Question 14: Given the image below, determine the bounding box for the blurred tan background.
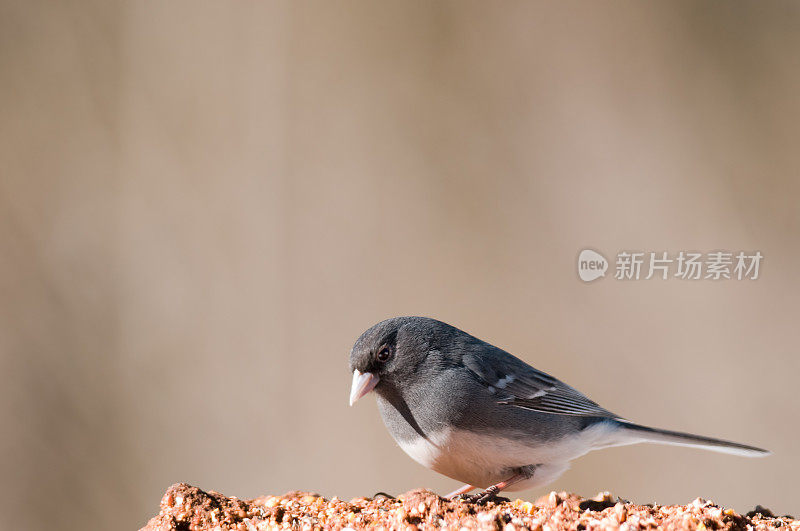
[0,0,800,529]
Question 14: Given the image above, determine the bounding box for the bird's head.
[350,317,451,406]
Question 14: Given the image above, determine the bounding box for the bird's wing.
[463,349,619,418]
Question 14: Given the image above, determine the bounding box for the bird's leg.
[464,465,536,504]
[445,485,475,500]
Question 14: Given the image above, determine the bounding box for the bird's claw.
[456,486,500,505]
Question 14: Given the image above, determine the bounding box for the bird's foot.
[457,485,500,505]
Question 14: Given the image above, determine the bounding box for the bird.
[349,316,770,503]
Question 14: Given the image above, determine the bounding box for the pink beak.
[350,369,380,406]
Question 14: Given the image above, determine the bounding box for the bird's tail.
[617,419,772,457]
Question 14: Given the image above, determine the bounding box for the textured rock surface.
[143,483,800,531]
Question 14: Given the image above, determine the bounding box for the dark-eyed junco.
[350,317,769,502]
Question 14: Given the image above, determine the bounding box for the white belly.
[397,424,619,491]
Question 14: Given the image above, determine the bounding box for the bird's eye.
[375,346,392,363]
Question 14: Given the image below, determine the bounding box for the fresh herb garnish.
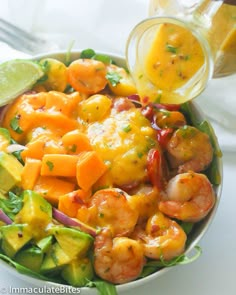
[86,281,117,295]
[122,124,132,133]
[106,72,122,87]
[140,246,202,278]
[10,116,23,134]
[46,161,54,171]
[92,54,112,65]
[0,192,23,220]
[80,48,96,58]
[166,43,178,54]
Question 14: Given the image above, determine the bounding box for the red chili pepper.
[153,103,180,111]
[141,104,154,122]
[147,149,163,190]
[157,128,174,149]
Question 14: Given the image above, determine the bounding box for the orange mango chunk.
[58,189,91,217]
[21,134,66,161]
[45,91,81,117]
[33,176,75,206]
[62,129,92,154]
[76,151,107,191]
[41,154,79,177]
[21,158,42,190]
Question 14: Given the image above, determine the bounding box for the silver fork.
[0,18,59,55]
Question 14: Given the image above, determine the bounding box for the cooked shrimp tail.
[159,172,215,222]
[94,229,145,284]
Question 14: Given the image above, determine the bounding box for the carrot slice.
[62,130,92,154]
[58,189,91,217]
[33,176,75,206]
[41,154,79,177]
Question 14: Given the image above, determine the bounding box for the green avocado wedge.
[0,59,44,106]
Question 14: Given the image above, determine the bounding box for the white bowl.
[0,51,223,295]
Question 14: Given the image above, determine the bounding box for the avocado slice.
[41,242,71,273]
[0,224,32,258]
[36,236,53,253]
[50,226,93,259]
[15,190,52,239]
[0,151,23,192]
[14,247,43,272]
[61,258,93,287]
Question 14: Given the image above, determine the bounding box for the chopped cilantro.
[106,72,122,86]
[122,124,132,133]
[166,43,178,54]
[10,116,23,134]
[46,161,54,171]
[92,54,112,65]
[80,48,96,58]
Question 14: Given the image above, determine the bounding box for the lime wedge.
[0,60,44,106]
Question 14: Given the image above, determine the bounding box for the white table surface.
[0,0,236,295]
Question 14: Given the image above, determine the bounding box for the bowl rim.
[0,49,223,294]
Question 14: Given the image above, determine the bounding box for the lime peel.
[0,59,44,106]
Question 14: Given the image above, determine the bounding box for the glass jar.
[126,0,236,103]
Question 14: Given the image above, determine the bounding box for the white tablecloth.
[0,0,236,295]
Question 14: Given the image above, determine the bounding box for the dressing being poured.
[127,1,236,104]
[134,23,204,103]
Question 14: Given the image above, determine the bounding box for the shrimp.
[67,59,108,94]
[128,185,160,223]
[167,125,213,173]
[94,229,146,284]
[78,188,138,236]
[159,172,215,222]
[131,211,187,260]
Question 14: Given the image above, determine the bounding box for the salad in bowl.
[0,49,222,294]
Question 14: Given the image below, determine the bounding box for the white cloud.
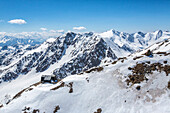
[73,26,86,30]
[57,29,64,33]
[40,27,47,31]
[50,29,64,33]
[8,19,27,24]
[50,30,56,33]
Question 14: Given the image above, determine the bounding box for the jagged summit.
[0,35,170,113]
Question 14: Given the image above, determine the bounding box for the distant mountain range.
[0,30,170,82]
[0,30,170,113]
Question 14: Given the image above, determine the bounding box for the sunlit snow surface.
[0,36,170,113]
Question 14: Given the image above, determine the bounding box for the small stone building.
[41,75,57,83]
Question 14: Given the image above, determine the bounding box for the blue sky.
[0,0,170,32]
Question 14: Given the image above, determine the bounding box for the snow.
[0,30,170,113]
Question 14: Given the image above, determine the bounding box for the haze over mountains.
[0,30,170,113]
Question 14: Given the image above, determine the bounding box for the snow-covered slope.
[0,39,170,113]
[0,30,170,82]
[99,30,170,51]
[0,32,117,82]
[0,36,43,47]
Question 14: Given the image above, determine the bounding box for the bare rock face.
[0,32,117,82]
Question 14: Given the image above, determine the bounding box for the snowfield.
[0,34,170,113]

========================================================================

[Stated goal] Scale the bounding boxes in the rows, from the line containing "the jagged summit." through the end of the rows, inclusive. Copy out every line in that span, changing only the box coordinates, each multiplied by 1.15 and rounded to a whole number with halves rounded up.

[Solution]
Question 14: Given the image above, determine the bounding box for the jagged summit.
[0,40,196,130]
Question 14: Given the image above, determine the bounding box for the distant mountain range.
[0,35,196,94]
[0,35,196,130]
Question 14: Given the image above, determine the bounding box for the sunlit snow surface.
[0,41,196,130]
Question 14: Given the image above, determine the bounding box for the small stone building.
[47,86,66,95]
Question 14: Given the image above, determine the bounding box for the blue sky.
[0,0,196,37]
Question 14: Given the image above, determine the bounding box for the snow.
[0,35,196,130]
Question 14: Given the image above, determine the bounding box for the haze over mountains.
[0,35,196,130]
Question 14: Given the image above, determine the bounding box for the snow-covered slope.
[0,45,196,130]
[0,35,196,94]
[114,35,196,59]
[0,37,135,94]
[0,41,49,54]
Question 14: Given the image above, determine the bounding box for the bare rock face.
[0,37,135,94]
Question 14: Given the image above, determine the bounding box for the snowfield.
[0,39,196,130]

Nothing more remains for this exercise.